Prompt -
Please update the rows below by replacing "green lime" with "lime fruit" and leaving everything else the same. Leave the pictures out of your answer.

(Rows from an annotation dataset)
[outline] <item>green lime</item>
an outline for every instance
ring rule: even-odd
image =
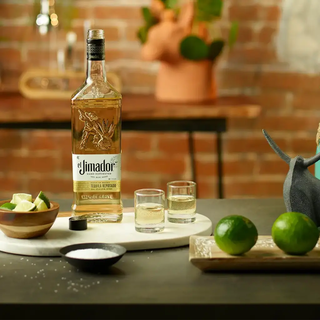
[[[22,200],[17,205],[17,206],[12,211],[27,212],[29,211],[34,211],[36,208],[36,206],[34,203],[26,200]]]
[[[47,205],[44,203],[44,202],[43,200],[41,200],[37,206],[36,210],[38,211],[44,211],[45,210],[48,210]]]
[[[4,203],[0,207],[0,208],[6,210],[13,210],[16,207],[16,205],[17,205],[15,204],[7,202],[6,203]]]
[[[216,243],[223,251],[232,255],[243,254],[254,245],[258,238],[255,226],[242,216],[228,216],[214,229]]]
[[[41,201],[44,201],[45,204],[47,206],[47,209],[50,209],[50,201],[49,199],[44,194],[42,191],[40,191],[40,193],[38,195],[38,196],[36,198],[36,199],[33,202],[33,203],[37,207],[38,205],[40,203]]]
[[[302,255],[315,247],[319,233],[313,221],[305,215],[287,212],[275,221],[271,235],[275,243],[284,252]]]
[[[32,196],[27,193],[15,193],[12,196],[12,203],[18,204],[23,200],[31,201],[32,201]]]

Final result -
[outline] <item>lime fruit</item>
an outline for every instance
ring rule: even-odd
image =
[[[22,200],[17,205],[17,206],[12,211],[27,212],[29,211],[34,211],[36,208],[36,206],[34,203],[26,200]]]
[[[47,205],[44,203],[44,202],[43,200],[41,200],[37,206],[36,210],[38,211],[44,211],[45,210],[48,210]]]
[[[4,203],[0,207],[0,208],[6,210],[13,210],[16,207],[16,205],[17,205],[15,204],[7,202],[6,203]]]
[[[216,243],[223,251],[232,255],[243,254],[254,245],[258,238],[255,226],[242,216],[228,216],[214,229]]]
[[[41,201],[44,201],[45,204],[47,206],[47,209],[50,209],[50,201],[49,199],[44,194],[42,191],[40,191],[40,193],[38,195],[38,196],[36,198],[36,199],[33,202],[33,203],[37,207],[38,205],[40,203]]]
[[[302,255],[315,247],[319,233],[313,221],[305,215],[287,212],[275,221],[271,235],[275,243],[284,252]]]
[[[32,196],[27,193],[15,193],[12,196],[12,203],[18,204],[23,200],[31,201],[32,201]]]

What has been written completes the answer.